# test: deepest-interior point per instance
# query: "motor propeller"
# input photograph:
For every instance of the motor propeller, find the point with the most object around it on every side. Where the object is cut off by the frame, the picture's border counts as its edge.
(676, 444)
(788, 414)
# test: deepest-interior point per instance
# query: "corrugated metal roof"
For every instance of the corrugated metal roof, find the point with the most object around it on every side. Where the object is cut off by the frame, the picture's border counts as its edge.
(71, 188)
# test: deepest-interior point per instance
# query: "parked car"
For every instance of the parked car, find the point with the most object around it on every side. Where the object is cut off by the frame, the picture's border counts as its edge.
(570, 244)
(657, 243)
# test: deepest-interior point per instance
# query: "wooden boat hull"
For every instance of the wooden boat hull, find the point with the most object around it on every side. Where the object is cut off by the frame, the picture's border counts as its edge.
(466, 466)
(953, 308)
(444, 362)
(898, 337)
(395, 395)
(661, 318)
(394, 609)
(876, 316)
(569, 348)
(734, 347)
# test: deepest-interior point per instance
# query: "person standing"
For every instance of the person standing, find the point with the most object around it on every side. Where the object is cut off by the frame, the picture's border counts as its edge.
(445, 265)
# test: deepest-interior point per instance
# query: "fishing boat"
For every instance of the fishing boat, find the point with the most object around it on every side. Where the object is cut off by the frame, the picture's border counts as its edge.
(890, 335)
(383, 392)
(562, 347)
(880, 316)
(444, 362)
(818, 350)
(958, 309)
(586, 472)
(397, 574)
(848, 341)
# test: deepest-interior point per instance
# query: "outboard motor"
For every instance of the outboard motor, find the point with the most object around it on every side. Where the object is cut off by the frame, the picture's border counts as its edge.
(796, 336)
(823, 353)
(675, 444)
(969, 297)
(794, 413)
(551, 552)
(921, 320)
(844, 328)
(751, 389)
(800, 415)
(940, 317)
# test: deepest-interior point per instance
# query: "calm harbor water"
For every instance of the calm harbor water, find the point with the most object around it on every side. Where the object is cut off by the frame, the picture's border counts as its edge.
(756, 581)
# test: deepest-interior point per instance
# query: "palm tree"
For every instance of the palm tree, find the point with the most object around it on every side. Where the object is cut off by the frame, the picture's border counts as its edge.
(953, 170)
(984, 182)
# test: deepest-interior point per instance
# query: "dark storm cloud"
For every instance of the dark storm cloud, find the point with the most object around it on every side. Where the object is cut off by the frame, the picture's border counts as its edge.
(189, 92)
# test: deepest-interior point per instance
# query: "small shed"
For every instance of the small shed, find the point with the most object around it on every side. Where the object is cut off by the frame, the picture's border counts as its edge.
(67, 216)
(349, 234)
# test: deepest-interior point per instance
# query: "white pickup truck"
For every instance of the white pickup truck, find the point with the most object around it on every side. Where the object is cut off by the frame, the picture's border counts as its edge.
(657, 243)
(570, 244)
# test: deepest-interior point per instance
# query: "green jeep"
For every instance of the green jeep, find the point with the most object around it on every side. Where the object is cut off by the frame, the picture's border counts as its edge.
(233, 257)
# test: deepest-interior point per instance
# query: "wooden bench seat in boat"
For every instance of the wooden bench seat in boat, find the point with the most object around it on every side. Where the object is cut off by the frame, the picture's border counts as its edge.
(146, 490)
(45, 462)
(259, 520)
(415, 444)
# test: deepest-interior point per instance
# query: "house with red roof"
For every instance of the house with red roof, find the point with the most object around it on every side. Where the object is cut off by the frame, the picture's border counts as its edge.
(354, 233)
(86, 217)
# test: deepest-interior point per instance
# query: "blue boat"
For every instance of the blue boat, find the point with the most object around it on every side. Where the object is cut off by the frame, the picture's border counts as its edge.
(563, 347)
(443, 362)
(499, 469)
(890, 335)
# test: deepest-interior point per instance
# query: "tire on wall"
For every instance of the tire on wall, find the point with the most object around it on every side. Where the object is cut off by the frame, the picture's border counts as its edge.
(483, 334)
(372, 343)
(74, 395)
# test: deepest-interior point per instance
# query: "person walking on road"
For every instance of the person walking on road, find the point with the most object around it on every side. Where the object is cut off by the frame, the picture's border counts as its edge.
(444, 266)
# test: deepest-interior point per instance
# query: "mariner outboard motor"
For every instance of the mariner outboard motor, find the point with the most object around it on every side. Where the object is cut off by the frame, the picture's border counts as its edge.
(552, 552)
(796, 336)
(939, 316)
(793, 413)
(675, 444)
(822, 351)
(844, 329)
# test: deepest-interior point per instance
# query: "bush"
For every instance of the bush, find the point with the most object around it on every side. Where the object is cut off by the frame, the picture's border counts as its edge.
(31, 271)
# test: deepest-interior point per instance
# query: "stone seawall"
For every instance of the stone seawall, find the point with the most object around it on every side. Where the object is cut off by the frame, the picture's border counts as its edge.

● About this exercise: Give the entries again in full, exactly as they were written above.

● Solution for this exercise:
# test: deepest-interior point per instance
# query: "motor propeller"
# input photograph:
For every instance of the motor propeller, find the point with the most object around it on every side. Where the object is cut off by the frame, the picture's border counts as its edge.
(676, 444)
(788, 414)
# test: deepest-interior point per instance
# query: "corrugated metal roof"
For every instance of the corrugated metal roof, find the point with the most object around it on every side. Where the object is cut off by the frame, the picture's border counts as its edge.
(71, 188)
# test: deepest-interior point per instance
# query: "parked car"
For every instance of the parked car, find the point with the most object around it on every side. Where the object is cut off by the frame, the picture's border counts as its edge.
(570, 244)
(657, 243)
# test: deepest-interior point per instance
# query: "wooden boat hull"
For every instance of the wooden boat hull, find the point with the most object around it on every side. Where the object is cut off by the frame, the picture's border counts as its edge.
(466, 466)
(953, 308)
(444, 362)
(898, 337)
(395, 395)
(661, 318)
(394, 609)
(876, 316)
(569, 348)
(734, 347)
# test: deepest-interior point per instance
# query: "person standing"
For every instance of the person standing, find the point with the most object around it on every side. Where the object is cut off by the frame, the picture's border counts as its edge.
(445, 265)
# test: deepest-interior point per instance
# query: "fishing boat"
For every instance of the fishing boat, find the point with the most object around it on every side. Where the object is cut off by the frame, the picture's border counts as its edge.
(890, 335)
(383, 392)
(562, 347)
(880, 316)
(444, 362)
(818, 350)
(958, 309)
(586, 472)
(397, 574)
(848, 341)
# test: deepest-interior point per instance
# query: "outboard motor"
For every instance of the outboard motor, find the point with the most object around it on every side. Where the object is cut off by the frame, the picture's border counts as its edge.
(796, 336)
(823, 353)
(675, 444)
(969, 297)
(794, 413)
(551, 552)
(921, 320)
(844, 328)
(751, 389)
(800, 415)
(940, 317)
# test: deepest-interior point per instance
# query: "calm harbor water"
For every instance of the calm harbor water, find the point with the most object around it on every side. Where the object is cut off by the frame, the picture's border counts as its edge.
(756, 581)
# test: deepest-interior point per instance
# query: "palm tree"
For every instance of the palm tree, find the point with the most object around it on every side. Where the object is cut off by the frame, the picture's border counts as its edge.
(953, 170)
(984, 182)
# test: deepest-interior point per instance
# query: "dark storm cloud"
For every instance of the dark storm cloud, find the point with the most object around it on every side. Where the object is cut off by the frame, the picture's border counts as its edge.
(189, 92)
# test: deepest-interior point per instance
# query: "small shed"
For every instance of the small shed, find the point with the most object around it on every side. Where the object is cut off by the frame, the picture's border counts as its edge.
(67, 216)
(349, 234)
# test: deepest-interior point per instance
# query: "white pickup truck"
For every instance of the white pickup truck, find the point with the most object around it on every side. Where the object is cut off by the frame, the picture's border counts as its edge.
(657, 243)
(570, 244)
# test: deepest-interior point per instance
# query: "green jeep"
For every instance of the green jeep, find the point with the most object around it on every side. Where the object is cut off by the frame, the picture's border counts as its edge.
(233, 257)
# test: deepest-interior point per instance
# query: "wooden bench seat in boat"
For every instance of the wooden bench seat in boat, find the point with the most object around it on every side. Where the object is cut off by the frame, the picture's border counts as its edge.
(146, 490)
(45, 462)
(259, 520)
(415, 444)
# test: deepest-interior point per instance
# query: "house with red roof"
For every instance of the house with red roof, find the point with the most object around it on every side. Where the object is cut off by the frame, the picture's border counts as its edge.
(354, 233)
(86, 217)
# test: deepest-interior point per instance
# query: "blue boat"
For every instance of the blue boat, find the point with the most object around it on every side. Where the object is cut off by the frame, the picture's border counts as its edge.
(563, 347)
(443, 362)
(499, 469)
(890, 335)
# test: deepest-interior point per instance
# query: "tire on wall"
For every instance of the tire on wall, find the point with the most object around it on every side. Where the object is cut off by the frame, the picture's border counts as its edge.
(483, 334)
(372, 343)
(74, 395)
# test: deepest-interior point per instance
# query: "person walking on road"
For every instance of the person walking on road, find the point with the most object around it on every side. Where the object is cut off by the frame, the picture's border counts as its edge.
(444, 266)
# test: deepest-interior point per instance
# query: "mariner outboard motor"
For every instance of the mariner outboard motor, find the point with the most object around it on every side. Where the object is cut off by the frame, the picture's border counts as its edge.
(552, 552)
(796, 336)
(939, 316)
(793, 413)
(675, 444)
(822, 351)
(844, 329)
# test: deepest-interior point per instance
# query: "bush"
For every instance of the bush, find the point with the most object around it on every side. Where the object is cut off by the frame, the picture's border counts as its edge.
(31, 271)
# test: deepest-interior point per instance
# query: "stone seawall"
For every instance of the stone seawall, find the point with the most object around it on every side. Where the object is cut off by the frame, the picture's border counts as its edge.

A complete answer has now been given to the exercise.